## Text block
━━━

Beyond the Sessions is answering YOUR parenting questions! In this episode, Dr. Rebecca Hershberg, Dr. Emily Upshur, and I talk about…
- How do you know when to encourage your child to stick with an activity versus when it’s okay to let them step away?
- Does your approach change if the activity is a team sport versus an individual activity?
- What are effective ways to talk to your partner about these concerns without triggering defensiveness or shutting down the conversation?
- How sibling dynamics along with parental expectations can influence a child’s interests and shape their developing identity.
- A helpful phrase you can use that may reduce some of the pressure and urgency, leading to lessened friction and tension between your partner and child.
LEARN MORE ABOUT US:
- Learn more about Dr. Sarah Bren on her website and by following @drsarahbren on Instagram
- Learn more about Dr. Emily Upshur on to her website
- Learn more about Dr. Rebecca Hershber on her website and by following @rebeccahershbergphd on Instagram
ADDITIONAL PODCAST EPISODES YOU MAY LIKE:
🎧 Listen to my podcast episode about whether or not it’s okay to let your child quit an activity
Click here to read the full transcript
Dr. Sarah (00:02):
Ever wonder what psychologists moms talk about when we get together, whether we’re consulting one another about a challenging case or one of our own kids, or just leaning on each other when parenting feels hard, because trust me, even when we do this for a living, it’s still hard. Joining me each week in these special Thursday shows are two of my closest friends, both moms, both psychologists, they’re the people I call when I need a sounding board. These are our unfiltered answers to your parenting questions. We’re letting you in on the conversations the three of us usually have behind closed doors. This is Securely Attached: Beyond the Sessions.

━━━

## Data records
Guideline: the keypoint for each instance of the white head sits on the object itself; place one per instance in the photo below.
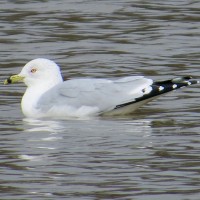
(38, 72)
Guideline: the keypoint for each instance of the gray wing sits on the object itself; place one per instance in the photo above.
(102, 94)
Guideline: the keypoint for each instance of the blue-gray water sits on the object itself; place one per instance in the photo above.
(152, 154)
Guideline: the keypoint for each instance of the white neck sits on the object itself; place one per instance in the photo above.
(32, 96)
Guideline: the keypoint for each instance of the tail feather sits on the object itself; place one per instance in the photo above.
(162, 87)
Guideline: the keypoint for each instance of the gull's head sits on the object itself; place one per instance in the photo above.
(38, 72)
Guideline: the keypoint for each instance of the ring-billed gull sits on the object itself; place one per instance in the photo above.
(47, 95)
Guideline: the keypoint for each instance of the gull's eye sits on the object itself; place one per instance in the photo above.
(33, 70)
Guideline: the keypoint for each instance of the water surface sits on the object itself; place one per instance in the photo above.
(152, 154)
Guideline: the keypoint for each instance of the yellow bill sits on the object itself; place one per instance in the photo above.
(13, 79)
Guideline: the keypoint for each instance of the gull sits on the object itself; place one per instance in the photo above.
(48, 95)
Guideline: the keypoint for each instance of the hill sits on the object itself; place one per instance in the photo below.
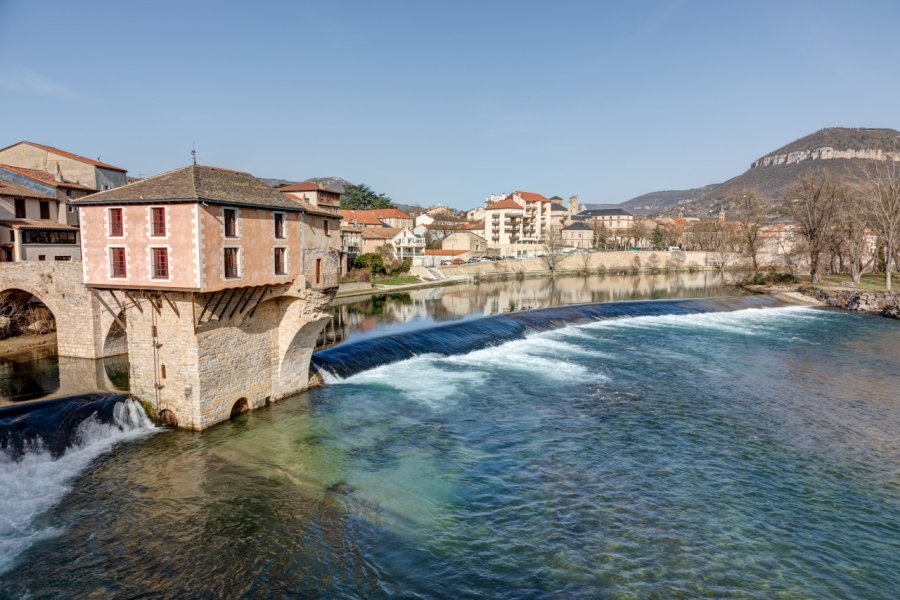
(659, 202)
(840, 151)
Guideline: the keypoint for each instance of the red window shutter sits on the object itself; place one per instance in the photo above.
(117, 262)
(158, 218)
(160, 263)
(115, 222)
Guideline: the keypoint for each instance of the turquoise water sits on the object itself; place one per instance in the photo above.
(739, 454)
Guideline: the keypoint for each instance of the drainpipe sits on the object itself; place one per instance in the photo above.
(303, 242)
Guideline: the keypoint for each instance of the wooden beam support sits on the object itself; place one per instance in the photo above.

━━━

## Required actions
(1) According to the podcast page, on which day of the week do the Beyond the Sessions shows run?
(2) What does the podcast page say using the helpful phrase discussed in the episode can do? Answer in one to three sentences.
(3) Carry on the transcript on the podcast page from its last sentence.
The data is separate material, apart from the podcast page.

## Answers given
(1) Thursday.

(2) The phrase may reduce some of the pressure and urgency. That in turn can lessen friction and tension between a partner and a child.

(3)
(00:41):
Hello, we are back with the Securely Attached podcast Beyond The Sessions segment where we are going to answer your listener questions. We have Dr. Rebecca Hershberg, Dr. Emily Upshur. Hello my friends.
Dr. Rebecca (00:56):
Hi. Always good to be here.
Dr. Emily (00:57):
Hi.
Dr. Sarah (00:59):
I have a question for you. Are you ready?
Dr. Emily (01:03):
Let’s do it.
Dr. Sarah (01:04):
Okay. My 8-year-old son isn’t very athletic and doesn’t show much interest in sports, but my husband, who is a serious athlete growing up, is really pushing him to play and practice constantly. It’s causing stress and tension between them and it breaks my heart. I want to support my son for who he is, but I also don’t want to totally dismiss my husband’s intentions. How do I step in here without making things worse and how can I help them find some common ground? Good question.
Dr. Rebecca (01:35):
Yeah, really good question and very common.
Dr. Sarah (01:40):
I was just going to say, I feel like we have so many families in our practice. We’re actually really working on this exact situation.
Dr. Rebecca (01:47):
And it’s sports or it’s music could, it’s like whatever a parent was really into or good at as a kid that they are really wanting their kid to do because it was potentially so meaningful for them, but their kid isn’t, at least right now, and I think it’s important to say right now at this moment in time, isn’t sort of leaning in that direction and how hard that can be as parent or as a parent like this mom who’s not as invested but watching the dynamic between the two of them. So I feel this one.
Dr. Emily (02:21):
Yeah, I think I like that. They also, it is really ubiquitous. It’s one of the most common parenting questions I have, just to pull back a little is how much do you push your kid to stay in an activity? When is it okay to pull them from those types of questions about when is it good to have work ethic and sort of sticktoitiveness and when is it okay to sort of bow out or just not renew the activity the next time? And how to make those choices I think are really tricky.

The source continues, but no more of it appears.